[Items listed in a dataset]

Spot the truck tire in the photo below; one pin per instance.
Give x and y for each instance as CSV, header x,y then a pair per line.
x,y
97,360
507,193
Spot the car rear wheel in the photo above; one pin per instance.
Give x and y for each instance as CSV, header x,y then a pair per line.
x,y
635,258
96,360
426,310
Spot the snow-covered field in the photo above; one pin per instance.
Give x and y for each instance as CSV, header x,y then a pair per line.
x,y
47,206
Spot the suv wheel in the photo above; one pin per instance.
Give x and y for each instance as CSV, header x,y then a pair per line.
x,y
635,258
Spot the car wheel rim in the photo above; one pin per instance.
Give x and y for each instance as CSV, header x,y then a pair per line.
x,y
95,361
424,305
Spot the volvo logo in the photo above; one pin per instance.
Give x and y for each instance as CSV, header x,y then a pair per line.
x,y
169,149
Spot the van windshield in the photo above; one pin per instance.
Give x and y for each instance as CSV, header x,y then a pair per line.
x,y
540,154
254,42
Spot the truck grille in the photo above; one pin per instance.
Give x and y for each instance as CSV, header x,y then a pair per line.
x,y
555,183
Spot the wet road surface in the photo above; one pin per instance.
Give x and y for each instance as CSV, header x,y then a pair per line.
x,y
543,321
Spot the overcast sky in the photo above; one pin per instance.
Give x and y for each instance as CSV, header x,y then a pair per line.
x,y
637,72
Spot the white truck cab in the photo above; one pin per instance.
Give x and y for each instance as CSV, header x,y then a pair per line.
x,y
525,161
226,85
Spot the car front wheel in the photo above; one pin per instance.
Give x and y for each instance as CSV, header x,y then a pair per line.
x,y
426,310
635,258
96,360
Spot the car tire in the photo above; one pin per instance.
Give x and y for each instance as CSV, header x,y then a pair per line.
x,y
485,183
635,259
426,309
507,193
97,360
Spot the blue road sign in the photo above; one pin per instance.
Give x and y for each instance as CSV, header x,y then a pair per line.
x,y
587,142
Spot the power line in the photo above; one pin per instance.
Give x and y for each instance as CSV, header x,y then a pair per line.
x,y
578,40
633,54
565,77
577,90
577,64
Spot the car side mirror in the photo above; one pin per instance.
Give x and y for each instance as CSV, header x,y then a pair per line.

- **Exercise aim**: Please revise the listing above, replacing "one pin per instance" with "a single pin for each instance" wherever it occurs and leaving everything else unchanged.

- **Reply**:
Spot the truck tire in the photo below; a single pin for each instance.
Give x and y for each instance as CSV, header x,y then a pair per line.
x,y
97,360
507,193
Spot the car rear wheel in the photo above; a single pin for each instance.
Give x and y for each instance as CSV, header x,y then a pair per line.
x,y
635,258
96,360
426,310
Spot the snow-covered field in the photo above; a single pin for each instance.
Give x and y for each instance as CSV, header x,y then a pair per line.
x,y
47,206
Spot the suv wheel in the photo above; a single pin for each instance.
Give x and y for each instance as CSV, header x,y then a pair per line.
x,y
635,258
Spot the car wheel rim in the photo above; a single pin for each instance.
Give x and y for each instance as CSV, header x,y then a pair per line.
x,y
95,361
424,305
Spot the volvo logo in the photo above; a single pin for each instance.
Give x and y for each instance as CSV, header x,y then a pair per line.
x,y
169,149
Spot the van windshield in the photo above; a single pin for each instance.
Give x and y for each instance as CSV, header x,y then a pair per line.
x,y
540,154
254,42
Spot the truck grille in the photo above; a single pin for each instance.
Give x and y for each instance as CSV, header x,y then a pair per line.
x,y
555,183
Spot the wet road surface in the photo above; a single pin for each instance.
Give x and y for each instance as CSV, header x,y then a pair per line.
x,y
543,321
Spot the overcast sky in the photo above; a single pin for each instance.
Give x and y for each instance as CSV, header x,y then a pair per line.
x,y
637,72
Spot the white truck cab in the photo above; a single pin for each instance.
Give x and y for each instance as CSV, header x,y then a pair per line.
x,y
525,161
226,85
Spot the car front wheel in the photo above; a single pin for each instance.
Give x and y for each instance as CSV, header x,y then a pair per line.
x,y
426,310
635,258
96,360
Spot the car tire in the photo above; a single pin for each instance.
Give x and y for each instance as CSV, header x,y then a pair per line.
x,y
485,183
635,259
426,309
507,193
97,360
Spot the blue road sign in the photo above; a single pin for each instance.
Give x and y for each instance as CSV, header x,y then a pair per line.
x,y
587,142
Spot the power line in the photo above; a single pin for each instance.
Give x and y for each instance as CSV, header x,y then a pair per line.
x,y
578,40
633,54
565,77
577,90
577,64
Spot the car side mirror in the photo above; a single pin for each instance.
Give x and y for each instance as CSV, header x,y then a pair per line.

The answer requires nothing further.